Falamos sobre eixo cérebro-intestino – começa tudo nessa ligação? 

Esta ligação é absolutamente fundamental para a nossa saúde digestiva – pode ler mais sobre esta ligação aqui.

Esta é uma área fascinante, sobre a qual temos aprendido muitos nos últimos 15 anos, e ainda há muito por descobrir e aprender. 

Percebemos que muitos factores que contribuem para estas doenças, como a dispepsia, são resultantes da desregulação do eixo cérebro intestino. Assim, para tratar estas doenças, é importante olhar para esta ligação de diferentes perspectivas.

 

Existem pessoas com mais predisposição a ter esta desregulações do eixo cérebro-intestino que se manifesta como dispepsia? 

Sim, existem alguns factores de risco para estas doenças. 

Sabemos que pessoas que têm doenças como depressão, perturbação da ansiedade têm mais predisposição, mas também pessoas que tenham tido gastroenterites, determinados tratamentos como antibióticos (muitos medicamentos têm como efeito secundário dispepsia!), tabagismo, estilo de vida sedentário e uma alimentação pobre em fibras e rica em gorduras animais.

• _O que fazer_:
Copie integralmente o texto sobre o eixo cérebro-intestino, sem mudar nada. As linhas abaixo são material à parte.

• _Dados_:
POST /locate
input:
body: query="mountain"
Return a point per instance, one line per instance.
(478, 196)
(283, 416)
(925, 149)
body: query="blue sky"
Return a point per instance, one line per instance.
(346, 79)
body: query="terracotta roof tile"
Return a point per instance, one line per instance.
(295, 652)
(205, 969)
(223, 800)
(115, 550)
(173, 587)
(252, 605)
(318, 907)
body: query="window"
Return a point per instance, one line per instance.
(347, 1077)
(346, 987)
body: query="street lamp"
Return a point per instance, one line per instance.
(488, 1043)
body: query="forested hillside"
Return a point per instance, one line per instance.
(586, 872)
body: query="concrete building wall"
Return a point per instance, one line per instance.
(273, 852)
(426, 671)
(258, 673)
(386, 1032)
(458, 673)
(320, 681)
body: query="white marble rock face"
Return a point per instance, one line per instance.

• _Resposta_:
Falamos sobre eixo cérebro-intestino – começa tudo nessa ligação? 

Esta ligação é absolutamente fundamental para a nossa saúde digestiva – pode ler mais sobre esta ligação aqui.

Esta é uma área fascinante, sobre a qual temos aprendido muitos nos últimos 15 anos, e ainda há muito por descobrir e aprender. 

Percebemos que muitos factores que contribuem para estas doenças, como a dispepsia, são resultantes da desregulação do eixo cérebro intestino. Assim, para tratar estas doenças, é importante olhar para esta ligação de diferentes perspectivas.

 

Existem pessoas com mais predisposição a ter esta desregulações do eixo cérebro-intestino que se manifesta como dispepsia? 

Sim, existem alguns factores de risco para estas doenças. 

Sabemos que pessoas que têm doenças como depressão, perturbação da ansiedade têm mais predisposição, mas também pessoas que tenham tido gastroenterites, determinados tratamentos como antibióticos (muitos medicamentos têm como efeito secundário dispepsia!), tabagismo, estilo de vida sedentário e uma alimentação pobre em fibras e rica em gorduras animais.